When David Ben-Gurion was negotiating the contours of the new Jewish state, he met with the Chazon Ish, Rabbi Avraham Yeshaya Karelitz, the spiritual titan of the Lithuanian yeshiva world. The Chazon Ish insisted that Torah study must remain free from state interference and that a small number of young men — around 400 — should be exempted from military service to rebuild the ranks of Torah scholars decimated by the Nazis.
Ben-Gurion, ever the pragmatist, agreed. It was a small concession — a symbolic gesture — to the old world that had perished. He never imagined that this modest arrangement would metastasize into a political juggernaut, protecting hundreds of thousands of men from national service and labor.
That meeting in 1947 was the original sin of the “status quo.” It institutionalized the separation of Torah from life. It legitimized the idea that Torah scholars could live on the public dime while other Jews bore the burden of defending and sustaining the state.

+++

_DIRECTION A_
According to the passage about Ben-Gurion and the Chazon Ish, roughly how many young men did the Chazon Ish want exempted from military service?
The listing has no connection to the passage about Ben-Gurion and the Chazon Ish.

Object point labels
+++

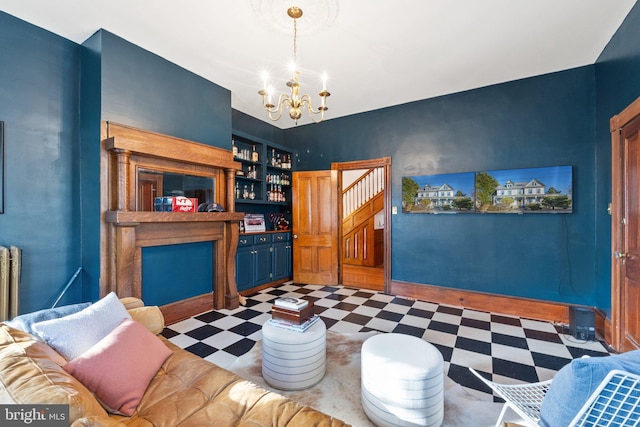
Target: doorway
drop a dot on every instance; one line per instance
(363, 215)
(625, 245)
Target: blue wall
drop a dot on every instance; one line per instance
(39, 89)
(54, 94)
(129, 85)
(543, 121)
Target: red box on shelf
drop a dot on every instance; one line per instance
(184, 204)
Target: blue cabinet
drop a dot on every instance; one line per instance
(263, 258)
(281, 256)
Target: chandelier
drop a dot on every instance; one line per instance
(294, 102)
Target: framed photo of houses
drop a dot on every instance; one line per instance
(433, 194)
(510, 191)
(533, 190)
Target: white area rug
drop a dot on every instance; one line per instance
(338, 393)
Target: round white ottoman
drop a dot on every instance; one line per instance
(293, 360)
(402, 380)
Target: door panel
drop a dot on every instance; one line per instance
(315, 227)
(625, 228)
(631, 265)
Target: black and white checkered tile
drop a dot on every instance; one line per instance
(506, 349)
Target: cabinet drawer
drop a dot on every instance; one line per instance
(245, 241)
(281, 237)
(261, 239)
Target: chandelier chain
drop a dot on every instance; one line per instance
(295, 46)
(294, 102)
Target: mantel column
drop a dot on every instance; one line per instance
(124, 157)
(127, 261)
(231, 194)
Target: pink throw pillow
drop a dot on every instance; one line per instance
(119, 367)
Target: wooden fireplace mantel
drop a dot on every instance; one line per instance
(126, 231)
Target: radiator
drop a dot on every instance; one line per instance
(10, 268)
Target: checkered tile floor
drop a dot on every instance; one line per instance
(507, 349)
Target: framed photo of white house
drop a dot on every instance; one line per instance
(434, 194)
(532, 190)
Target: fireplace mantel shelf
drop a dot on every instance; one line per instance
(132, 217)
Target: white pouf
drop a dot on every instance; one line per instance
(293, 360)
(402, 380)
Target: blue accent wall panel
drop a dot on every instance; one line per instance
(39, 89)
(89, 174)
(146, 91)
(257, 128)
(617, 85)
(547, 120)
(172, 273)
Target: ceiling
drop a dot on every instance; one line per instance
(376, 53)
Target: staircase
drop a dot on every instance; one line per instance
(362, 243)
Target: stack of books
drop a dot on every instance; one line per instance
(293, 313)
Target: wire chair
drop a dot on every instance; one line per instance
(524, 399)
(615, 403)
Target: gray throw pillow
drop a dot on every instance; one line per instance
(74, 334)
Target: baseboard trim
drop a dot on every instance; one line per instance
(186, 308)
(515, 306)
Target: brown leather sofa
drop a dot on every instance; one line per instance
(186, 391)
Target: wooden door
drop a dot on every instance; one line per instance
(315, 227)
(625, 130)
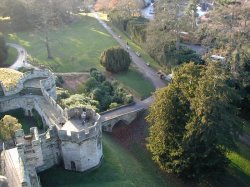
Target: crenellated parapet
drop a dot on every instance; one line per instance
(25, 77)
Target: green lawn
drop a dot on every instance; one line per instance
(75, 47)
(12, 56)
(119, 168)
(138, 85)
(132, 44)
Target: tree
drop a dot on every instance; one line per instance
(8, 126)
(193, 121)
(115, 59)
(165, 29)
(3, 50)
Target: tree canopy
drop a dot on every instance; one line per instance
(3, 50)
(193, 121)
(115, 59)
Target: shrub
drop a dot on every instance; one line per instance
(3, 49)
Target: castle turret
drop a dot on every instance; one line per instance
(81, 143)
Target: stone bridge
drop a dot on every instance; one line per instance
(126, 114)
(127, 118)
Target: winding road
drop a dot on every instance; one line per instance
(149, 73)
(142, 67)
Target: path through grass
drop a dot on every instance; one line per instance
(77, 47)
(137, 84)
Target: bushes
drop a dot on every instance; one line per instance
(115, 59)
(3, 50)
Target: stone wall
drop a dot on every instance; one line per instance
(26, 76)
(14, 169)
(127, 118)
(41, 151)
(84, 155)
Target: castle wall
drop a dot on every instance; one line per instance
(83, 156)
(50, 149)
(79, 150)
(27, 76)
(13, 168)
(11, 103)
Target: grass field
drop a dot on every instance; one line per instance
(75, 47)
(12, 56)
(137, 84)
(119, 168)
(132, 44)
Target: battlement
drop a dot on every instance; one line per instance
(28, 76)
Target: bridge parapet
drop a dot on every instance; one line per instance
(127, 118)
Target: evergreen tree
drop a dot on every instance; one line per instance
(194, 121)
(3, 50)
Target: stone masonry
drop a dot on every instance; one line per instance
(73, 138)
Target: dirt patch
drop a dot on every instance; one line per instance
(73, 81)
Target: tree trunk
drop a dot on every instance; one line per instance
(48, 47)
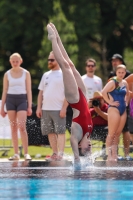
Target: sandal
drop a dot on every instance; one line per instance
(15, 157)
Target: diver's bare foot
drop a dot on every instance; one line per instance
(51, 33)
(55, 30)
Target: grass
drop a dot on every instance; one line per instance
(43, 151)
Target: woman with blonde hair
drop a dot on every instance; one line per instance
(116, 94)
(18, 99)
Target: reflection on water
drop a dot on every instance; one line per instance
(41, 180)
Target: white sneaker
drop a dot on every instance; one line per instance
(27, 157)
(15, 157)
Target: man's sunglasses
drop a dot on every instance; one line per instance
(90, 65)
(51, 60)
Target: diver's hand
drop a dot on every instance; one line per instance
(115, 103)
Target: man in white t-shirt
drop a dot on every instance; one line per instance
(52, 107)
(92, 82)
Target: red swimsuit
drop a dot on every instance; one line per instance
(84, 118)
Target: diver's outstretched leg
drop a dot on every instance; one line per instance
(66, 57)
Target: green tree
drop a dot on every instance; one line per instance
(21, 30)
(67, 33)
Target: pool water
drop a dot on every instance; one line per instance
(37, 181)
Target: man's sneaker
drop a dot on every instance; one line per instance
(120, 158)
(128, 158)
(14, 157)
(27, 157)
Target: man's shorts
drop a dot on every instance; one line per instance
(51, 122)
(17, 102)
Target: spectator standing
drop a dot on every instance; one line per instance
(18, 99)
(99, 118)
(92, 82)
(116, 60)
(116, 94)
(51, 108)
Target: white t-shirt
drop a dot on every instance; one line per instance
(53, 90)
(92, 85)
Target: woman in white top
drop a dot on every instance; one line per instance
(18, 99)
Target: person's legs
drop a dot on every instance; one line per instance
(53, 142)
(126, 142)
(66, 57)
(59, 125)
(14, 129)
(113, 124)
(21, 121)
(118, 132)
(75, 138)
(61, 143)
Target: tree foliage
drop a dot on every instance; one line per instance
(103, 27)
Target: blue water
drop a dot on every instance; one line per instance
(52, 189)
(37, 181)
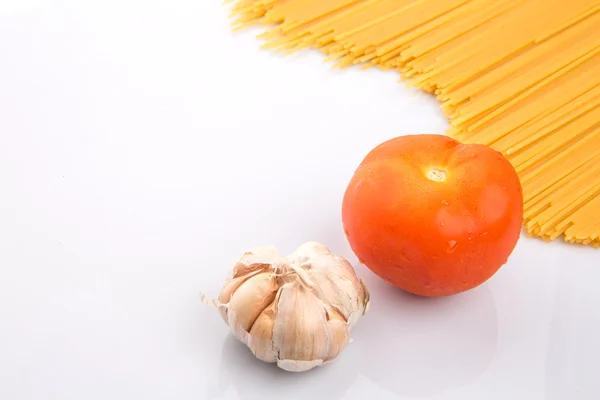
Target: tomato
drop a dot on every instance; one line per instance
(433, 216)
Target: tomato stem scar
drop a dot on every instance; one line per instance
(436, 175)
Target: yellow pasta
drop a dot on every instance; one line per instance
(522, 76)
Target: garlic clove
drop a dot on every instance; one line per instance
(229, 288)
(300, 331)
(248, 302)
(296, 311)
(260, 340)
(258, 259)
(339, 334)
(338, 284)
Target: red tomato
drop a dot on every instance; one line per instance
(431, 215)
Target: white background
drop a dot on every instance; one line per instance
(143, 148)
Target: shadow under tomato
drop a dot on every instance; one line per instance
(417, 347)
(254, 379)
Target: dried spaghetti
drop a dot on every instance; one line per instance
(522, 76)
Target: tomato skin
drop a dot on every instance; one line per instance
(437, 235)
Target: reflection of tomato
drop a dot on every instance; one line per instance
(431, 215)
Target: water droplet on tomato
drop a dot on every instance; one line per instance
(452, 246)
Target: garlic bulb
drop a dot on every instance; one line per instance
(296, 311)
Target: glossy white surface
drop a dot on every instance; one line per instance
(143, 148)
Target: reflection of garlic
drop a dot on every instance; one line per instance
(295, 311)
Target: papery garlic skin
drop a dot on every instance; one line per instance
(296, 311)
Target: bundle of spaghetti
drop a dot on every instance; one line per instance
(522, 76)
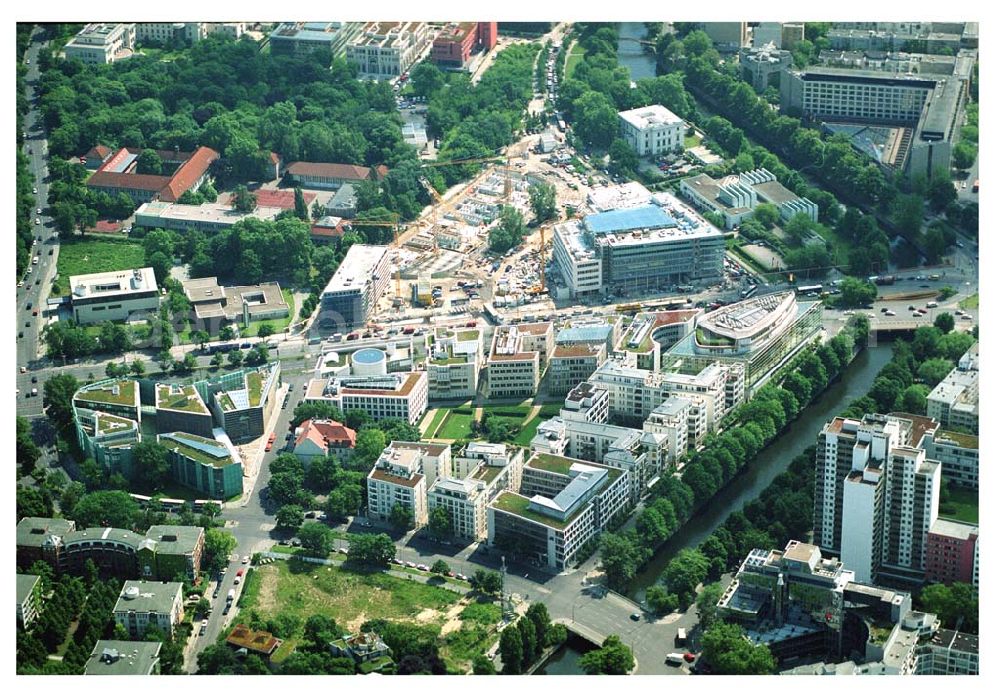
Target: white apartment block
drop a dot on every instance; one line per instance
(479, 473)
(561, 505)
(587, 403)
(955, 401)
(652, 130)
(517, 360)
(102, 43)
(143, 605)
(571, 364)
(113, 296)
(835, 93)
(958, 454)
(580, 264)
(167, 33)
(876, 495)
(386, 50)
(672, 419)
(636, 393)
(453, 363)
(396, 395)
(402, 474)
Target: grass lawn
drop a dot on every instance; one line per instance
(963, 505)
(970, 302)
(521, 410)
(456, 426)
(279, 325)
(575, 57)
(300, 589)
(435, 423)
(83, 256)
(527, 432)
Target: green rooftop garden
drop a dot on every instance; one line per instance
(125, 396)
(706, 338)
(487, 473)
(451, 358)
(551, 463)
(177, 442)
(111, 423)
(187, 400)
(518, 504)
(255, 384)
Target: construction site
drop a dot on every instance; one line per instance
(441, 263)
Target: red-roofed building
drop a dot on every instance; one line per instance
(326, 230)
(117, 175)
(319, 438)
(97, 155)
(330, 176)
(254, 641)
(455, 44)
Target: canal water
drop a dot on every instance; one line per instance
(769, 463)
(565, 661)
(631, 54)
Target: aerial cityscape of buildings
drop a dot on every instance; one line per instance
(433, 346)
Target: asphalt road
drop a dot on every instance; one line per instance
(36, 284)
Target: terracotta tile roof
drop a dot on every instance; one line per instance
(98, 151)
(332, 232)
(404, 389)
(377, 474)
(516, 357)
(328, 170)
(534, 328)
(170, 188)
(114, 179)
(578, 350)
(322, 433)
(189, 173)
(253, 640)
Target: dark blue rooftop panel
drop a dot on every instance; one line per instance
(643, 217)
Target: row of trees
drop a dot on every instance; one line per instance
(227, 95)
(475, 121)
(751, 426)
(522, 642)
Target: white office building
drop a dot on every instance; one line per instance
(102, 43)
(386, 50)
(652, 130)
(479, 473)
(402, 474)
(114, 296)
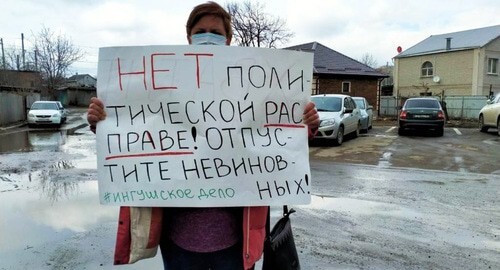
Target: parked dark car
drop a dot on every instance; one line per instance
(422, 113)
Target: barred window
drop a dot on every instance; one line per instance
(427, 69)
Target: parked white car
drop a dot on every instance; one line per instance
(366, 111)
(338, 116)
(45, 112)
(489, 116)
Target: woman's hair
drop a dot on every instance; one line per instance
(209, 8)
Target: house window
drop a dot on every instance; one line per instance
(427, 69)
(346, 87)
(492, 65)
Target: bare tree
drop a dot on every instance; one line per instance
(369, 60)
(53, 56)
(254, 28)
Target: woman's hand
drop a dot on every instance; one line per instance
(95, 113)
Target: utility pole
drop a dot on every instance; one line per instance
(3, 54)
(22, 44)
(36, 60)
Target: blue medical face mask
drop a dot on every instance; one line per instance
(208, 39)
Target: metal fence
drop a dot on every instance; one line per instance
(458, 107)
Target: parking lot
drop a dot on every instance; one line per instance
(379, 201)
(460, 149)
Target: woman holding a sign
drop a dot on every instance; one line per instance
(195, 238)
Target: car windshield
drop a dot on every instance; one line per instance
(327, 104)
(44, 106)
(422, 103)
(360, 103)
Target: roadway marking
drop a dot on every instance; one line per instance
(390, 129)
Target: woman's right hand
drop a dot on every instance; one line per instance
(95, 113)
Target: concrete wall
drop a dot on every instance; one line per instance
(455, 70)
(359, 87)
(461, 73)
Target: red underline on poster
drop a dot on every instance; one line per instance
(284, 125)
(151, 154)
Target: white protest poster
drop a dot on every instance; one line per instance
(203, 126)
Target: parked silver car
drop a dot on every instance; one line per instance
(338, 115)
(489, 116)
(366, 111)
(45, 112)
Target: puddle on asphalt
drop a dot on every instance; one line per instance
(32, 140)
(359, 207)
(30, 217)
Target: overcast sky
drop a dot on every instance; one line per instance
(353, 28)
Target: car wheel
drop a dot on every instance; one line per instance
(358, 130)
(482, 128)
(440, 132)
(340, 136)
(401, 131)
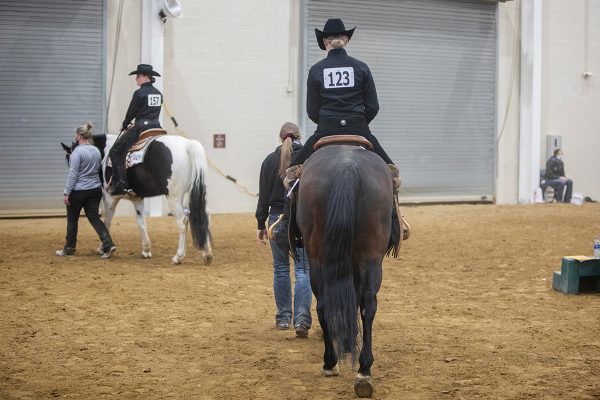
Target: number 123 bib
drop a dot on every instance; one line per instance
(338, 77)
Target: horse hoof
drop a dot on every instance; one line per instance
(175, 260)
(335, 371)
(363, 387)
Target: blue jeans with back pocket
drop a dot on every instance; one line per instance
(282, 285)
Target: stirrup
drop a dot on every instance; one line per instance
(291, 174)
(406, 228)
(396, 179)
(130, 193)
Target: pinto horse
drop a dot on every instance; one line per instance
(344, 211)
(173, 166)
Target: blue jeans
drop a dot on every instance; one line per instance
(282, 285)
(563, 190)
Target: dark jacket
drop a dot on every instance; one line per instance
(340, 85)
(144, 107)
(271, 191)
(555, 168)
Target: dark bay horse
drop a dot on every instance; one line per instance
(175, 167)
(344, 211)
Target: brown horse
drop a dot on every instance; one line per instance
(344, 211)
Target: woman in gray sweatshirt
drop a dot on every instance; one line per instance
(84, 190)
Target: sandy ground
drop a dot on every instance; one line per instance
(467, 312)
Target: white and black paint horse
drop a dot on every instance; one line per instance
(175, 167)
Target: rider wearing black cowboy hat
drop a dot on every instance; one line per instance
(341, 96)
(145, 107)
(342, 100)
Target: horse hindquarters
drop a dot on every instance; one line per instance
(199, 217)
(337, 291)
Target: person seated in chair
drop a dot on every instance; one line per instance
(145, 108)
(341, 96)
(555, 177)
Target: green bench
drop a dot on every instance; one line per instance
(577, 274)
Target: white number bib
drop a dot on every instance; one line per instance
(154, 100)
(338, 77)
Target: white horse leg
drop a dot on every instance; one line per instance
(110, 206)
(181, 215)
(141, 221)
(207, 250)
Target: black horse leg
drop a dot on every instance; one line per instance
(371, 278)
(368, 309)
(330, 367)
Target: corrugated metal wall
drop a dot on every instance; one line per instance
(51, 75)
(434, 64)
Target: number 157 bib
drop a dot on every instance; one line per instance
(338, 77)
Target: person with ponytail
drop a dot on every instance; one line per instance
(83, 190)
(269, 208)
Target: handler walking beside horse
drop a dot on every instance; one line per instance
(269, 207)
(84, 190)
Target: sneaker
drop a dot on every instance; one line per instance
(109, 253)
(301, 331)
(282, 326)
(64, 253)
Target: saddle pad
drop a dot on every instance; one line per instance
(144, 137)
(353, 140)
(136, 154)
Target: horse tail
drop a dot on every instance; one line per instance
(199, 219)
(339, 295)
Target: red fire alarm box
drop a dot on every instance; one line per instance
(219, 141)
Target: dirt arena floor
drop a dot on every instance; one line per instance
(466, 312)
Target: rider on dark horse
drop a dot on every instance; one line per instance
(341, 98)
(145, 107)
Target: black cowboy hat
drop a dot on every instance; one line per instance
(333, 27)
(144, 69)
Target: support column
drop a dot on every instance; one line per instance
(531, 99)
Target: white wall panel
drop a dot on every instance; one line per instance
(227, 70)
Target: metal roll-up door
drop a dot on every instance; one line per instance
(51, 79)
(434, 65)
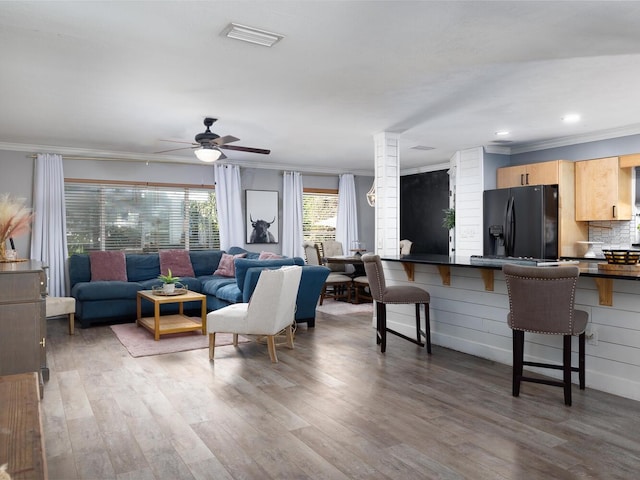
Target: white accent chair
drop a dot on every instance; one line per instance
(270, 310)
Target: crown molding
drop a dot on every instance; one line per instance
(576, 139)
(106, 155)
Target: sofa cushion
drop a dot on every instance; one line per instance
(237, 250)
(226, 268)
(109, 265)
(211, 283)
(268, 256)
(178, 261)
(105, 290)
(205, 262)
(243, 264)
(142, 266)
(231, 293)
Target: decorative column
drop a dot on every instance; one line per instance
(387, 182)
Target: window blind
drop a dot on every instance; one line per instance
(139, 218)
(319, 215)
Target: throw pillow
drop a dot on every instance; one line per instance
(226, 267)
(176, 260)
(110, 265)
(268, 255)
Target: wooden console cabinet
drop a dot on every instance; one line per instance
(23, 318)
(603, 190)
(562, 173)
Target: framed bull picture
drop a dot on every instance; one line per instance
(262, 216)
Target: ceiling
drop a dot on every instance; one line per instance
(117, 78)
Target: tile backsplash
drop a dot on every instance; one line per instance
(613, 234)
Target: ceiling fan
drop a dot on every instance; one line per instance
(207, 144)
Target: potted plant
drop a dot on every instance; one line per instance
(169, 282)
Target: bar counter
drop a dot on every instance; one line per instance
(469, 307)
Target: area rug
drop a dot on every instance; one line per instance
(140, 343)
(334, 307)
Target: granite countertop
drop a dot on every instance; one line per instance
(588, 266)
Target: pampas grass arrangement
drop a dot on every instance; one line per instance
(15, 220)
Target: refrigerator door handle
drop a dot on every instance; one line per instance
(509, 231)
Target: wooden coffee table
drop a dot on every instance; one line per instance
(176, 323)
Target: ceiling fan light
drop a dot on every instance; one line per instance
(208, 155)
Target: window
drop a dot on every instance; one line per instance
(319, 215)
(139, 217)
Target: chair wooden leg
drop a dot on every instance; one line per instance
(518, 354)
(382, 318)
(566, 369)
(418, 334)
(581, 362)
(271, 343)
(289, 335)
(212, 345)
(427, 327)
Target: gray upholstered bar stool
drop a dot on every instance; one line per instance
(541, 300)
(396, 294)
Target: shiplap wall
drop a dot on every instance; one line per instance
(466, 318)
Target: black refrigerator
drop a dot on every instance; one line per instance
(521, 222)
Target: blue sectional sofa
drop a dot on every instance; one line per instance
(115, 301)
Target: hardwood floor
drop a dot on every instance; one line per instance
(333, 408)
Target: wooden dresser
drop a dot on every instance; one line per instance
(23, 325)
(21, 436)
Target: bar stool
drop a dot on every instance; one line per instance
(396, 294)
(541, 300)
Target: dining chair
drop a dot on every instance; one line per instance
(271, 309)
(395, 294)
(542, 300)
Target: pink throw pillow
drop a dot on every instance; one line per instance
(109, 265)
(178, 261)
(268, 255)
(226, 267)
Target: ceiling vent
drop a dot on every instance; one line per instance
(251, 35)
(422, 147)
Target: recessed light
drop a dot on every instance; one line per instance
(251, 34)
(571, 118)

+++

_DIRECTION B_
Find every line in the listing that contains the string "sofa", treating case as significant, and copy each of those lines.

_EXERCISE ANSWER A_
Around 400.

_EXERCISE ANSWER B_
Target: brown leather sofa
Target: sofa cushion
Target: blue sectional sofa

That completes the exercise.